** BEGIN Supplied material **

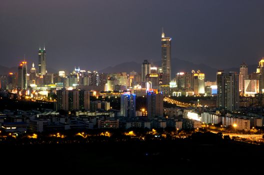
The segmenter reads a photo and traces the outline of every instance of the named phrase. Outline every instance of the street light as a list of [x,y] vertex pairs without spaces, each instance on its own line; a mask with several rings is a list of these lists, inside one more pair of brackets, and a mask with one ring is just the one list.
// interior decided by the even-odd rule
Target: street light
[[234,133],[236,132],[236,128],[237,126],[238,126],[238,124],[234,124],[233,126],[234,128]]

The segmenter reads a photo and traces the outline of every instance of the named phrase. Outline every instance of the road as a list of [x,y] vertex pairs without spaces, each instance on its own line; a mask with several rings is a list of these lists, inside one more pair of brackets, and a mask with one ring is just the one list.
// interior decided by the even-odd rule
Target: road
[[234,134],[234,133],[230,133],[230,132],[222,132],[221,131],[218,131],[218,130],[208,130],[209,131],[212,133],[218,133],[219,132],[221,132],[222,133],[223,136],[226,135],[229,135],[230,136],[230,138],[232,138],[232,136],[239,136],[240,138],[255,138],[256,140],[260,140],[262,138],[262,134]]

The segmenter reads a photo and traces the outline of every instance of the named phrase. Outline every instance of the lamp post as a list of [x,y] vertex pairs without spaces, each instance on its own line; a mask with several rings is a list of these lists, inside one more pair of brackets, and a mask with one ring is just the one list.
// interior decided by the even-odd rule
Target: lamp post
[[233,126],[234,128],[234,133],[236,132],[236,128],[237,126],[238,126],[238,124],[234,124]]

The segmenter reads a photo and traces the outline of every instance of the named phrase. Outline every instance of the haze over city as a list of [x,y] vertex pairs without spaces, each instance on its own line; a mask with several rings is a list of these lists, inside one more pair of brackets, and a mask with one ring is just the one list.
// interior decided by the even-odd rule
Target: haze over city
[[262,0],[4,0],[0,64],[16,66],[24,54],[36,63],[44,44],[47,64],[56,70],[157,61],[162,26],[172,38],[172,61],[216,68],[254,64],[264,55],[264,6]]
[[264,5],[2,0],[0,172],[263,172]]

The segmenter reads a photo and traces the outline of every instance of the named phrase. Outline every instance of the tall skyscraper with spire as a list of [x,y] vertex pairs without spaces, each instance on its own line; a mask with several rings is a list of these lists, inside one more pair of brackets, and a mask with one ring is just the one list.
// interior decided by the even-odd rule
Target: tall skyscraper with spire
[[26,62],[21,62],[18,66],[18,88],[26,90],[28,88],[28,66]]
[[43,76],[46,74],[46,50],[45,46],[44,46],[43,50],[42,50],[40,46],[38,50],[38,73],[39,76]]
[[171,40],[170,37],[165,37],[163,31],[162,34],[162,85],[169,85],[171,79],[172,68],[170,66]]
[[239,74],[239,90],[243,94],[244,90],[244,80],[248,80],[248,66],[244,62],[240,65]]

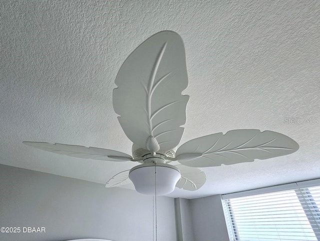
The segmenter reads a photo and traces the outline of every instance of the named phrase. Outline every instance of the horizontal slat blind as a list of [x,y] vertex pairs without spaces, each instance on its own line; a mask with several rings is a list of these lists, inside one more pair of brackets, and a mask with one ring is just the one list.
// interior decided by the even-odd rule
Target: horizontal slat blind
[[223,202],[232,240],[320,241],[320,186]]

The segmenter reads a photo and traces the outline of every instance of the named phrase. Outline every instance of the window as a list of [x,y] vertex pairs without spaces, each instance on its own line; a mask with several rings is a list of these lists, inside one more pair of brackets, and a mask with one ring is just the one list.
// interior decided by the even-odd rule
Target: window
[[222,195],[230,240],[320,241],[320,186],[294,184],[280,192]]

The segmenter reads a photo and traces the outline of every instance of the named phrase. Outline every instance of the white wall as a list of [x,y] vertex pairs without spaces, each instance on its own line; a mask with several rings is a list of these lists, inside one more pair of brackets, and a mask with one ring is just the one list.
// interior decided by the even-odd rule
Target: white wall
[[[158,240],[176,240],[174,198],[158,197],[157,205]],[[44,234],[0,233],[6,241],[152,240],[152,198],[0,165],[2,226],[46,228]]]
[[228,241],[220,195],[190,201],[194,241]]
[[188,199],[174,199],[178,241],[194,241],[190,202]]

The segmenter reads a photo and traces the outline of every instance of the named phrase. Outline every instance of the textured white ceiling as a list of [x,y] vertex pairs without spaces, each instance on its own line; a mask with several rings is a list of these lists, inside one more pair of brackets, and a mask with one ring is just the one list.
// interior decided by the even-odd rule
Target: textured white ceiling
[[[185,44],[190,96],[182,140],[238,128],[300,145],[268,160],[202,168],[194,198],[320,177],[320,2],[2,1],[0,164],[104,184],[133,163],[86,160],[22,141],[130,154],[112,106],[121,64],[162,30]],[[286,124],[286,118],[314,124]],[[316,124],[316,122],[318,124]]]

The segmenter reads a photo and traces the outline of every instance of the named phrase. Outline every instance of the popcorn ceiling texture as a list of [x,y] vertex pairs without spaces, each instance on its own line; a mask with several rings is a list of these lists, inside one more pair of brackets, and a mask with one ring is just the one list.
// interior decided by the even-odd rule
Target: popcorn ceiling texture
[[[8,0],[0,4],[0,164],[101,184],[134,166],[56,155],[22,142],[130,154],[112,108],[114,80],[139,44],[168,30],[182,36],[187,56],[184,94],[190,97],[181,143],[258,128],[300,145],[288,156],[202,168],[208,176],[202,188],[170,196],[320,178],[318,0]],[[286,124],[296,118],[318,124]]]

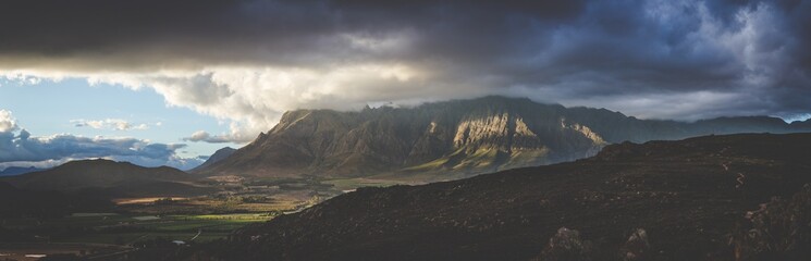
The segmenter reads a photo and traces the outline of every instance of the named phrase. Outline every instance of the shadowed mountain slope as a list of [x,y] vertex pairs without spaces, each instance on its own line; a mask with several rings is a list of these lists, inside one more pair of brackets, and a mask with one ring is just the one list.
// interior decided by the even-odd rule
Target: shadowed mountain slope
[[581,159],[623,141],[806,128],[766,116],[696,123],[638,120],[604,109],[504,97],[359,112],[298,110],[284,113],[269,133],[231,157],[195,172],[278,177],[466,176]]
[[[811,183],[810,150],[811,134],[611,145],[576,162],[421,186],[361,188],[244,228],[231,241],[196,249],[196,254],[528,260],[554,252],[550,238],[570,235],[558,231],[567,227],[580,232],[576,239],[588,240],[592,250],[587,256],[599,260],[622,260],[635,251],[627,241],[639,239],[634,236],[638,228],[644,234],[644,260],[734,260],[736,253],[744,254],[741,260],[808,260],[811,187],[803,190],[803,185]],[[770,208],[775,210],[764,211]],[[759,215],[772,223],[753,217]],[[787,225],[771,228],[775,238],[736,236],[766,233],[763,227],[776,221]]]

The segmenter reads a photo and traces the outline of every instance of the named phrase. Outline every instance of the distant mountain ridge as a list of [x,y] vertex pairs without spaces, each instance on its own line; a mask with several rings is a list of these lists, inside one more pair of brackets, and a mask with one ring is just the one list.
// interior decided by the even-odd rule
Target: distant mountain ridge
[[[575,162],[421,186],[360,188],[245,227],[229,241],[199,247],[197,254],[187,256],[809,260],[809,150],[811,134],[610,145],[598,156]],[[561,227],[579,231],[581,237],[553,241]],[[628,244],[640,228],[647,234],[642,251]],[[579,249],[562,250],[568,256],[544,254],[550,254],[549,248],[573,245]],[[628,258],[640,252],[643,259]]]
[[369,176],[471,175],[587,158],[609,144],[733,133],[808,132],[769,116],[693,123],[639,120],[605,109],[484,97],[359,112],[297,110],[267,134],[196,173]]
[[5,167],[5,170],[0,171],[0,176],[14,176],[14,175],[45,171],[45,170],[48,170],[48,169],[37,169],[34,166],[28,166],[28,167],[9,166],[9,167]]
[[169,166],[144,167],[110,160],[71,161],[47,171],[0,177],[0,182],[33,191],[93,189],[116,196],[172,196],[210,190],[193,185],[195,179],[194,175]]

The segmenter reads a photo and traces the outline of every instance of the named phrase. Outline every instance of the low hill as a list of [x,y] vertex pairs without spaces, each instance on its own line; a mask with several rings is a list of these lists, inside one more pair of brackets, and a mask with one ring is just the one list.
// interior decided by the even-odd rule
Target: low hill
[[[204,175],[451,177],[572,161],[623,141],[811,130],[767,116],[693,123],[639,120],[591,108],[484,97],[359,112],[297,110]],[[439,178],[446,179],[446,178]]]
[[143,167],[128,162],[81,160],[47,171],[2,177],[0,182],[25,190],[93,189],[116,196],[181,196],[211,190],[195,185],[195,176],[169,166]]
[[47,169],[37,169],[34,166],[29,166],[29,167],[9,166],[9,167],[5,167],[5,170],[0,171],[0,176],[14,176],[14,175],[45,171],[45,170]]
[[576,162],[361,188],[189,251],[228,260],[809,260],[808,151],[811,134],[624,142]]

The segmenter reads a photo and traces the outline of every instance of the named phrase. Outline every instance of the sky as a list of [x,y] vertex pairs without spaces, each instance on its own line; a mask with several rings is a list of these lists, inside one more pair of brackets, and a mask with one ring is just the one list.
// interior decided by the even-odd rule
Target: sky
[[487,95],[811,116],[811,1],[11,0],[0,169],[188,167],[295,109]]

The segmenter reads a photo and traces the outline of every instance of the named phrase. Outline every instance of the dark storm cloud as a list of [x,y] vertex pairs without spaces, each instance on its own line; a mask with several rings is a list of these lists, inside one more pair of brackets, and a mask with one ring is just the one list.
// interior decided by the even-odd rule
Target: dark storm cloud
[[[354,64],[396,63],[428,72],[420,80],[345,82],[342,87],[353,91],[344,92],[354,96],[325,94],[297,103],[235,98],[229,99],[234,104],[218,103],[223,95],[233,98],[243,90],[216,82],[218,73],[209,71],[189,77],[209,82],[177,87],[184,97],[216,89],[217,97],[198,99],[207,102],[159,90],[170,103],[221,117],[230,116],[218,114],[223,109],[278,114],[300,107],[486,94],[607,107],[644,117],[811,111],[811,1],[803,0],[2,4],[0,67],[5,69],[126,73],[219,65],[327,74]],[[193,82],[157,83],[184,80]],[[400,85],[408,90],[392,87]]]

** END Supplied material **

Copy the part that opens with the line containing "the low hill" and closes with the line containing "[[487,95],[811,116],[811,1],[11,0],[0,169],[188,167],[295,109]]", swapping in "tracer" wherever "segmenter" occurs and leaving everything else unchanged.

Output for this task:
The tracer reads a photo and traces the outline of every instance of the named phrase. Outline every instance of the low hill as a list of [x,y] vertex pairs without spaces, each instance on its own line; a mask with several rings is a list of these lists, inside one more pair of brackets, and a mask with one ring is just the one list.
// interior decided by the even-odd rule
Target: low hill
[[[204,175],[451,177],[572,161],[623,141],[811,130],[767,116],[693,123],[639,120],[591,108],[484,97],[359,112],[297,110]],[[439,178],[446,179],[446,178]]]
[[143,167],[128,162],[81,160],[47,171],[2,177],[0,182],[25,190],[93,189],[116,196],[181,196],[211,190],[195,185],[195,176],[169,166]]
[[47,169],[37,169],[34,166],[29,166],[29,167],[9,166],[9,167],[5,167],[5,170],[0,171],[0,176],[14,176],[14,175],[45,171],[45,170]]
[[576,162],[361,188],[189,251],[228,260],[809,260],[808,151],[811,134],[624,142]]

The tracer reads a photo and traces the outline of every instance of the named phrase. Outline every instance of the sky as a list of [x,y] vertex pairs without spaces, each instance on its own line; a mask with several rings is a list of these lists, inside one more pair of brackets, and a mask with one ring is just the one list.
// interior decided by the even-odd rule
Target: sky
[[487,95],[811,116],[811,1],[11,0],[0,169],[188,167],[295,109]]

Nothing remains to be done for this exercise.